## Task
Search the records below for the word "wooden", then return every line where it appears.

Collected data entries

=-=-=-=-=

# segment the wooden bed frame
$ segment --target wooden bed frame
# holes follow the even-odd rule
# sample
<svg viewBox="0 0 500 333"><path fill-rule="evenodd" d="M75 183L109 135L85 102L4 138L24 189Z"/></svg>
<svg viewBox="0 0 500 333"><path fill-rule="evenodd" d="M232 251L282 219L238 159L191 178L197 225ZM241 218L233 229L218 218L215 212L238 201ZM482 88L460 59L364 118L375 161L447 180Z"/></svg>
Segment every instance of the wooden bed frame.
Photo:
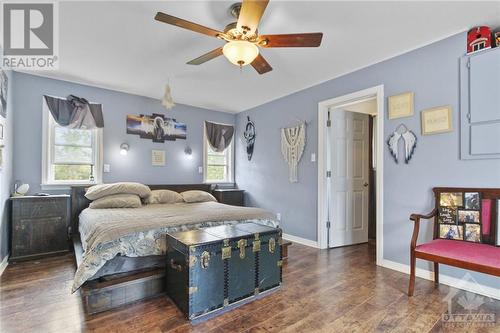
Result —
<svg viewBox="0 0 500 333"><path fill-rule="evenodd" d="M152 190L172 190L183 192L201 190L211 192L210 184L148 185ZM83 248L78 232L78 216L89 206L85 191L89 186L71 188L71 235L77 265L80 264ZM119 306L144 300L166 292L165 269L158 267L143 268L130 272L120 272L87 281L80 288L87 314L94 314Z"/></svg>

=-=-=-=-=

## Output for this task
# segment the wooden bed frame
$ segment --target wooden bed frame
Segment every instance of the wooden bed frame.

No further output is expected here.